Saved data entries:
....................

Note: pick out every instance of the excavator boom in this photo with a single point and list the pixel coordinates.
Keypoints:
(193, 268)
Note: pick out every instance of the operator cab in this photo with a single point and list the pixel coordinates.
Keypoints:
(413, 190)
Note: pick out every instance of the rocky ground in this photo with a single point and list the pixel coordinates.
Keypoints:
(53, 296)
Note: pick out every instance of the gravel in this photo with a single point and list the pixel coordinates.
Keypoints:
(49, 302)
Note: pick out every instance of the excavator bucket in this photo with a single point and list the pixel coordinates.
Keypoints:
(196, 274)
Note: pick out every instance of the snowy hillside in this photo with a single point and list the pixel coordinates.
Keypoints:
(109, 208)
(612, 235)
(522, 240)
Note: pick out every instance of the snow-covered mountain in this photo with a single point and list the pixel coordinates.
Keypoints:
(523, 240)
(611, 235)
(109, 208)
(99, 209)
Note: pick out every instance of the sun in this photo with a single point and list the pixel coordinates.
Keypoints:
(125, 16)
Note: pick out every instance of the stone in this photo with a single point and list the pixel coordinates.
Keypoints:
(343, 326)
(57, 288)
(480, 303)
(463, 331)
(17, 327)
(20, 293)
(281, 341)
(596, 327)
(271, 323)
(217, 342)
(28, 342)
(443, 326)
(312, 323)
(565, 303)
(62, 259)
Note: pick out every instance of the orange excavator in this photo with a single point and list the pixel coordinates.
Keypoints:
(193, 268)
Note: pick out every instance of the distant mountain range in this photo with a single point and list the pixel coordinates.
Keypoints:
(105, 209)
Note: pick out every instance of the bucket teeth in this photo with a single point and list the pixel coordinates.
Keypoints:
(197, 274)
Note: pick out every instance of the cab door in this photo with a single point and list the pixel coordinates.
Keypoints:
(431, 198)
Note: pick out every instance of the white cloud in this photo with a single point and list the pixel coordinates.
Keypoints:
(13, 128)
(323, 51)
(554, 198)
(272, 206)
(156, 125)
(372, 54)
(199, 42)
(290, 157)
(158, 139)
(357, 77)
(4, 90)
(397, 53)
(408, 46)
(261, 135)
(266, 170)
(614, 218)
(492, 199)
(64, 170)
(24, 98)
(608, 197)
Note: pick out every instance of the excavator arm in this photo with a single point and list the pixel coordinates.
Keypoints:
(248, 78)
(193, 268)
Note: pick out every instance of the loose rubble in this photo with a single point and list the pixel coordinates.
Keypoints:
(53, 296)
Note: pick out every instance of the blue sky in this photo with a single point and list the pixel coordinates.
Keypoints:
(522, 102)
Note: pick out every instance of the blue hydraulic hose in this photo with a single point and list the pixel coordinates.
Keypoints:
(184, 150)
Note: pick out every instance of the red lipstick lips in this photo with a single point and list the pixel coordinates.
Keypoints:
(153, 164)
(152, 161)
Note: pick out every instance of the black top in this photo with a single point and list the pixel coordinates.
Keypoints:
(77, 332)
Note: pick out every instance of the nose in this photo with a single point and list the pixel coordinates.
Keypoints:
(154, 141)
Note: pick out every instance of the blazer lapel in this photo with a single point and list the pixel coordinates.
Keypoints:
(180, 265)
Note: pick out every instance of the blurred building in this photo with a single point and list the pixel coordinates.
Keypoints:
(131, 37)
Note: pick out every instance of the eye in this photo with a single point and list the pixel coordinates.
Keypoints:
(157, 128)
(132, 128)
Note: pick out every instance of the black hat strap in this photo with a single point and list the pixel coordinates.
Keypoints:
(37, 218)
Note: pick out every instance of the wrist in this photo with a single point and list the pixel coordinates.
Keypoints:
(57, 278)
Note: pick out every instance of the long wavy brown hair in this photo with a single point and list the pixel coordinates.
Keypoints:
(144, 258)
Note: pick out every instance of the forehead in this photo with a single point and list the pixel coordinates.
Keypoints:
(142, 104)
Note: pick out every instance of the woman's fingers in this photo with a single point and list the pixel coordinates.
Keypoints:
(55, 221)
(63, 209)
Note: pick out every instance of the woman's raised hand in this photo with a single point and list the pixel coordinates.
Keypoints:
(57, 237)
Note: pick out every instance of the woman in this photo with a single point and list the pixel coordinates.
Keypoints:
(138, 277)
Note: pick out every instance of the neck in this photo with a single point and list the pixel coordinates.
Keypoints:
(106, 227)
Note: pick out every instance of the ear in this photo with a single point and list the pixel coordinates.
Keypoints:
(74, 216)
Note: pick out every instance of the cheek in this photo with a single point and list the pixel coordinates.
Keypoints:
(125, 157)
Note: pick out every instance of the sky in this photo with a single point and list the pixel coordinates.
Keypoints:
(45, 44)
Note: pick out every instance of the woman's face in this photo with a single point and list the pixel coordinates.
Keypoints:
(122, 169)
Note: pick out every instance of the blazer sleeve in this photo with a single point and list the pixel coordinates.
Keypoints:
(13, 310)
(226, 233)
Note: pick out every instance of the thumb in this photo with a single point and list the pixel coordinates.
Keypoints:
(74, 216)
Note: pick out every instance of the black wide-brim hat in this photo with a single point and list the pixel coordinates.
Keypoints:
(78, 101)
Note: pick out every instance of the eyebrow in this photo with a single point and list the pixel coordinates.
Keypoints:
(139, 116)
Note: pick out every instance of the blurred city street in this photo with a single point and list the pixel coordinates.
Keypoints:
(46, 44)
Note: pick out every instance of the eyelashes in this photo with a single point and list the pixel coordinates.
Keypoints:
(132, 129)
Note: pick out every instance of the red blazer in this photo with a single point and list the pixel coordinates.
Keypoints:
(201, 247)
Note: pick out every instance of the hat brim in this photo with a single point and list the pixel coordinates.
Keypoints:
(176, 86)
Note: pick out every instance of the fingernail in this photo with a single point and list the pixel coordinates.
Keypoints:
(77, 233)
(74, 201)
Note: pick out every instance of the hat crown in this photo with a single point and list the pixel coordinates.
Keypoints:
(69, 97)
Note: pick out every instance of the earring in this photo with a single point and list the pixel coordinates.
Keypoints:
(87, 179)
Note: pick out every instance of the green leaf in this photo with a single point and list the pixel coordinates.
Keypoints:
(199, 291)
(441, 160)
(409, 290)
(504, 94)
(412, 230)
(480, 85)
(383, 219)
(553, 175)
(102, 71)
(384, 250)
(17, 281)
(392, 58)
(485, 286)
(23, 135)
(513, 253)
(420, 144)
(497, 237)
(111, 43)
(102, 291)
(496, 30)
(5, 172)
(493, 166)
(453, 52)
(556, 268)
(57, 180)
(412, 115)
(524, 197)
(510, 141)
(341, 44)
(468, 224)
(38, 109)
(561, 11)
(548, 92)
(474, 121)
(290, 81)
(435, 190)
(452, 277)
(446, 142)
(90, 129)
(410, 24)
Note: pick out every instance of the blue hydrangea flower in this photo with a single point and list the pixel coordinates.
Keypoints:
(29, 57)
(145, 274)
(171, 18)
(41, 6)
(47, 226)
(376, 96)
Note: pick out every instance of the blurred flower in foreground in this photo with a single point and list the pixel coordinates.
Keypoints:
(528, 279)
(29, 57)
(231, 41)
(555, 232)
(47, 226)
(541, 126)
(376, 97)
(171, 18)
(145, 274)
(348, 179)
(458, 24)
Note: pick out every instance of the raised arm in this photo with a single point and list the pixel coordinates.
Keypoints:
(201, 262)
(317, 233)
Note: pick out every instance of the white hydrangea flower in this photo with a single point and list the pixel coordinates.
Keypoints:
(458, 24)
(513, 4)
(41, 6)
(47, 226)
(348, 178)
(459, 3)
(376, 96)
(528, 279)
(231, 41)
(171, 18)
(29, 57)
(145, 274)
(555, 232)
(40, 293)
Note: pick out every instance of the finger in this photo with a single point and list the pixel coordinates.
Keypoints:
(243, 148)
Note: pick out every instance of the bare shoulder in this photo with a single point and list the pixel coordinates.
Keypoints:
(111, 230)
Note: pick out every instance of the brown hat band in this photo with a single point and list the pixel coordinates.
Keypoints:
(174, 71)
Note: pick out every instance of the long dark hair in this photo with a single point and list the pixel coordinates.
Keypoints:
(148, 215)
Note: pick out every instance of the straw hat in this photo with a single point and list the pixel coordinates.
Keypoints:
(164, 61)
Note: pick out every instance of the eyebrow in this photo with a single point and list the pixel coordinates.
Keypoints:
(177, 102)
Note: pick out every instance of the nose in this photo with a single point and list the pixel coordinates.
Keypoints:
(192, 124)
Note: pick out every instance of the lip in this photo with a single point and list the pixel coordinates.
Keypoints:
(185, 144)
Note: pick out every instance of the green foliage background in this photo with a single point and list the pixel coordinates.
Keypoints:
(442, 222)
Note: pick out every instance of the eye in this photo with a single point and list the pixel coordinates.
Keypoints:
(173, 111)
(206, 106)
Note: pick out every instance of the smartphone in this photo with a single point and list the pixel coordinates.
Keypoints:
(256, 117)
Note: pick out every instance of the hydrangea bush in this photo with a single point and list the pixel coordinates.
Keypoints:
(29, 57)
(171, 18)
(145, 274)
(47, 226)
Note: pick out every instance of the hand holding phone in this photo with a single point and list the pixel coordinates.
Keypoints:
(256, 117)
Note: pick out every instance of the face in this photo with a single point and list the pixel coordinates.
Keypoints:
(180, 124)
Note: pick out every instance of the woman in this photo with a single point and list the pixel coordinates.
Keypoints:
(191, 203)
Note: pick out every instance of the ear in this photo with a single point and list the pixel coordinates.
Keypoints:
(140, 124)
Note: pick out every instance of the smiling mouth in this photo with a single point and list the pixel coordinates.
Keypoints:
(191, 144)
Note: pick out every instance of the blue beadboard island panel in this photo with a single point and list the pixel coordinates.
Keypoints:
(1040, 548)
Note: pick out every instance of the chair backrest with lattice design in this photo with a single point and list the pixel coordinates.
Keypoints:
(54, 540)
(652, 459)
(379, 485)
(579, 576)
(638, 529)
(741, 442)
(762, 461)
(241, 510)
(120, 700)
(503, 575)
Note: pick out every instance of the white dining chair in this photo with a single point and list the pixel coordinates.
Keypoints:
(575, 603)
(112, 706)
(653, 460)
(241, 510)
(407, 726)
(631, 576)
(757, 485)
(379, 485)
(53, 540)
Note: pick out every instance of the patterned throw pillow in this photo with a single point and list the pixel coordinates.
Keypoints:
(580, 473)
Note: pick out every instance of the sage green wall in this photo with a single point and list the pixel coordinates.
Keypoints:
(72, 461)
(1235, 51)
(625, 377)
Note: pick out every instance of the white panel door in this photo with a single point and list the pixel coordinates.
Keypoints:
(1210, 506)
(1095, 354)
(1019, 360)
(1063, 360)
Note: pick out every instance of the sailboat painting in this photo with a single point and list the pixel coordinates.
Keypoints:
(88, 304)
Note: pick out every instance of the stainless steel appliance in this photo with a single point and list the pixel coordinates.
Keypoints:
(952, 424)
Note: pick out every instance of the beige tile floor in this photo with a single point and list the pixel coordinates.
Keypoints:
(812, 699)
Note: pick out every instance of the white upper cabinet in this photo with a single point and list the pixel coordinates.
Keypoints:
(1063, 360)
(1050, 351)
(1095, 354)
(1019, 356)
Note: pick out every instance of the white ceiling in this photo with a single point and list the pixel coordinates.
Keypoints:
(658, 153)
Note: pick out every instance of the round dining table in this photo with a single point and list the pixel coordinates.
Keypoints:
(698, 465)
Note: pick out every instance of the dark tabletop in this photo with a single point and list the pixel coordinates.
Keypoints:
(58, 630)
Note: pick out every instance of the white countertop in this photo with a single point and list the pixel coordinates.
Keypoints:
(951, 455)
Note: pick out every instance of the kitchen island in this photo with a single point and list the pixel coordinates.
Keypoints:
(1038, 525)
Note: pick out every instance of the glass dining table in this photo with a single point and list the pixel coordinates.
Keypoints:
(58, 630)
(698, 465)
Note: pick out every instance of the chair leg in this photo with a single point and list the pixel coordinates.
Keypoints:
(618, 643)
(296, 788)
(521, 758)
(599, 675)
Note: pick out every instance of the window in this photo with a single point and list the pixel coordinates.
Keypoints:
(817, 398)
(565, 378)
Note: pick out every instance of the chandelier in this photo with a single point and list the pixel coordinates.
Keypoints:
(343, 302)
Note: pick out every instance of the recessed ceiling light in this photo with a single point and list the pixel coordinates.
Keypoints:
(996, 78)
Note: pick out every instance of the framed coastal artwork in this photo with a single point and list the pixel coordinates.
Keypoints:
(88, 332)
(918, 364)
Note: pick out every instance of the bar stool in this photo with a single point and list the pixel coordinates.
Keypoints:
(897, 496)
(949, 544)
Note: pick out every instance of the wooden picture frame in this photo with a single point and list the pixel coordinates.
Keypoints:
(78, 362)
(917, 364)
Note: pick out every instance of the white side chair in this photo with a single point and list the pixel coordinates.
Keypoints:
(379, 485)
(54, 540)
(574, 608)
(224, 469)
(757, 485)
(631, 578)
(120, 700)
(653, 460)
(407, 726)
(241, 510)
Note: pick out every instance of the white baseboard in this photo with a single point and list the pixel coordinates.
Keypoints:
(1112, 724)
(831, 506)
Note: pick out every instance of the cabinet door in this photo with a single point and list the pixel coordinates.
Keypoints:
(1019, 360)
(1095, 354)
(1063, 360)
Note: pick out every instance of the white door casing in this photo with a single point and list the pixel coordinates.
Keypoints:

....................

## TASK ITEM
Could you set down, word for word, only the lines above from the line with "Note: pick out every instance of the sailboat" to the line with "Note: pick out every instance of the stainless", including both?

## COMPLETED EXERCISE
Note: pick out every instance of the sailboat painting in this photo with a single point and list the pixel coordinates.
Keypoints:
(88, 304)
Note: pick out every instance of the stainless steel appliance in this photo with a single point and list the pixel coordinates.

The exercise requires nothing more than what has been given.